▶ [SET TASK]:
Collect and copy in full every line in the entries below that contains the word "white".

▶ [EXERCISE INPUT]:

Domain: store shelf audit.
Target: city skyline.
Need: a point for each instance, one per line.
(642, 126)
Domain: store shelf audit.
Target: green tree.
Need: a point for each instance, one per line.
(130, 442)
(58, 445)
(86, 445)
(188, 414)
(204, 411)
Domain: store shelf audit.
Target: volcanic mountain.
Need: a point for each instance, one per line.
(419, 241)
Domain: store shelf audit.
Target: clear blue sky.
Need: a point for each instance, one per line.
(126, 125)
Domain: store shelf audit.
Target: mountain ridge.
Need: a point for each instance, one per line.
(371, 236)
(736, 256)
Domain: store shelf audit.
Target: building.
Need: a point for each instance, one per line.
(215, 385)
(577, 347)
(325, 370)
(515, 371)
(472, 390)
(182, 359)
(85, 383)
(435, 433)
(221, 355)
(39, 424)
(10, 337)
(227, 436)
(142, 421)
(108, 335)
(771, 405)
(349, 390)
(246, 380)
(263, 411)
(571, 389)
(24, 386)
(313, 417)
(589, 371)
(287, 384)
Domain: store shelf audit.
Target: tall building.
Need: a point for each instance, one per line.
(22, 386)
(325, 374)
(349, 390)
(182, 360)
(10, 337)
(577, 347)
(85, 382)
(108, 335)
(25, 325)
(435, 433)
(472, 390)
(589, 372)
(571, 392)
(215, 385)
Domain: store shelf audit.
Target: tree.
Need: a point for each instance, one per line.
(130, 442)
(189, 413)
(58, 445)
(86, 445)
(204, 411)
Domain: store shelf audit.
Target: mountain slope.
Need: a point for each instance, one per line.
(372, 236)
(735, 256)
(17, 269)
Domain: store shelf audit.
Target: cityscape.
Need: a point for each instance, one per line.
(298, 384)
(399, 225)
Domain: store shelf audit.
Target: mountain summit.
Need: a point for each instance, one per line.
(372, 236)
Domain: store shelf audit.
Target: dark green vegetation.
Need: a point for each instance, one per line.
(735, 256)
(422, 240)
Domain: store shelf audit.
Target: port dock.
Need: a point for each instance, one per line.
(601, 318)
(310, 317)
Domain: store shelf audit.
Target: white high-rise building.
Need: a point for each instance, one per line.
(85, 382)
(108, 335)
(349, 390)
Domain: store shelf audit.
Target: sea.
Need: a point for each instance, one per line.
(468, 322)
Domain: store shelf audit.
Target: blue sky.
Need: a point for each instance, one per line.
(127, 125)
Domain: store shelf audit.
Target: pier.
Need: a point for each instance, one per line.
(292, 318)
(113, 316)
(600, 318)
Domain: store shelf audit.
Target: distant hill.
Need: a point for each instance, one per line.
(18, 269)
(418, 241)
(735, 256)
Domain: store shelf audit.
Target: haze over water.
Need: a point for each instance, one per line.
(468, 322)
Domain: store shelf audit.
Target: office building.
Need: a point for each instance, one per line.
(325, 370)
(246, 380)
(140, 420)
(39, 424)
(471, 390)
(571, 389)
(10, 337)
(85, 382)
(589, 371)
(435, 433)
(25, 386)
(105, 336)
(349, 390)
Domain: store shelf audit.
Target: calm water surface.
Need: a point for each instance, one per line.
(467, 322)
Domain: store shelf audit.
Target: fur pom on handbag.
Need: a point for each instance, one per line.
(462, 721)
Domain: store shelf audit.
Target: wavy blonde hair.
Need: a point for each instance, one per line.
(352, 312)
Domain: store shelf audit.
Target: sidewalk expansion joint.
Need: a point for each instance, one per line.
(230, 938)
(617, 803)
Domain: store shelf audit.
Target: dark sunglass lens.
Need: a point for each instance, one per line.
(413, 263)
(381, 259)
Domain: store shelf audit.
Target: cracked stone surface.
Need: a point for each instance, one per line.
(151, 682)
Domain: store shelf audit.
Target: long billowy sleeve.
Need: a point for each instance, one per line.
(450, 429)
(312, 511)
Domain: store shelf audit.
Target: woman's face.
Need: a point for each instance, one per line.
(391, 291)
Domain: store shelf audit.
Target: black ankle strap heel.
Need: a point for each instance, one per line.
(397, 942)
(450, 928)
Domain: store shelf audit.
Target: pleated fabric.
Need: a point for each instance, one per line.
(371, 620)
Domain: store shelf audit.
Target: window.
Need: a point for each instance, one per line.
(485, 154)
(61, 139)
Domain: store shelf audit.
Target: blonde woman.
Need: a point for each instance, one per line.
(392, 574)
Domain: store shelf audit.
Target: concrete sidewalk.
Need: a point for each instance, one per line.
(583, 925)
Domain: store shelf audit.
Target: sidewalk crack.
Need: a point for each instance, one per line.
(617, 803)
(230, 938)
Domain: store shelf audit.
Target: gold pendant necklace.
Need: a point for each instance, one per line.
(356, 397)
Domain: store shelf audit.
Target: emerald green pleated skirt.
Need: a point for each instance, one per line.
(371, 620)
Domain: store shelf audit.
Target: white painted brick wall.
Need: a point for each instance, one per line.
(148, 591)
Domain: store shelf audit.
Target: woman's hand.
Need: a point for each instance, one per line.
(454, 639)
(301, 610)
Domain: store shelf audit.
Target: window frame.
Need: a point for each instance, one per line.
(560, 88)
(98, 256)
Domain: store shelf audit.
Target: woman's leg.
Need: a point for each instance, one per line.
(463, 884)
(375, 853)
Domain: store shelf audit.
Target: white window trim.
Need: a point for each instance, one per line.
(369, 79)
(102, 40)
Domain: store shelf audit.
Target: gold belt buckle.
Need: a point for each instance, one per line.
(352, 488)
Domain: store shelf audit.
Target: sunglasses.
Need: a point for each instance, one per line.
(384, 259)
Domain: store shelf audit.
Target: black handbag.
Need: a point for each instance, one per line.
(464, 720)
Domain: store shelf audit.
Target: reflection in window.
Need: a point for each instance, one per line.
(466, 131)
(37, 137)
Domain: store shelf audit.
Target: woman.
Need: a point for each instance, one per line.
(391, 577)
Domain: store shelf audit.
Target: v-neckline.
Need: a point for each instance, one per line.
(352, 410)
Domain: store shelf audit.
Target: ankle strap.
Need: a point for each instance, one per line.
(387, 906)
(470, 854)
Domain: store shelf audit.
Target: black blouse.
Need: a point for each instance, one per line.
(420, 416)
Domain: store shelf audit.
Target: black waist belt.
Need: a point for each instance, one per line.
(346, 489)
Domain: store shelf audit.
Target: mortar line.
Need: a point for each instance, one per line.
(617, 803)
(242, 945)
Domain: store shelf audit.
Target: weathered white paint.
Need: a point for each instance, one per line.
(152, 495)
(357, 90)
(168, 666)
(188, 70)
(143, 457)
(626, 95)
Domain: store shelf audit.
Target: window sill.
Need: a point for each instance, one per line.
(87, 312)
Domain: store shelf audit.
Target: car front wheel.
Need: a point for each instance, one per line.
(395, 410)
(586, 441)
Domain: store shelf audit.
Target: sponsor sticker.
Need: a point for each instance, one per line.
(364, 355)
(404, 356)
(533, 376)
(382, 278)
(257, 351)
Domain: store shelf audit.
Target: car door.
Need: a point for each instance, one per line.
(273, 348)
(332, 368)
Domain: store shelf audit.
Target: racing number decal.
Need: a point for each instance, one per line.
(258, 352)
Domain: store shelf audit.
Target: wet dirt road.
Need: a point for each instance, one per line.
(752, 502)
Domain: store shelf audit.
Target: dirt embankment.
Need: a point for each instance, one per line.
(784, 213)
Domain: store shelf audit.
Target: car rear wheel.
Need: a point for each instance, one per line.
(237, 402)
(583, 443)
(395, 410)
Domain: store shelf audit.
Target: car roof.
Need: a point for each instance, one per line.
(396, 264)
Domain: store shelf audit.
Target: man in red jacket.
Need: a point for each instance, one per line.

▶ [TASK RESULT]:
Target: white high-rise building.
Target: white painted brick wall.
Target: white window trim.
Target: weathered white paint.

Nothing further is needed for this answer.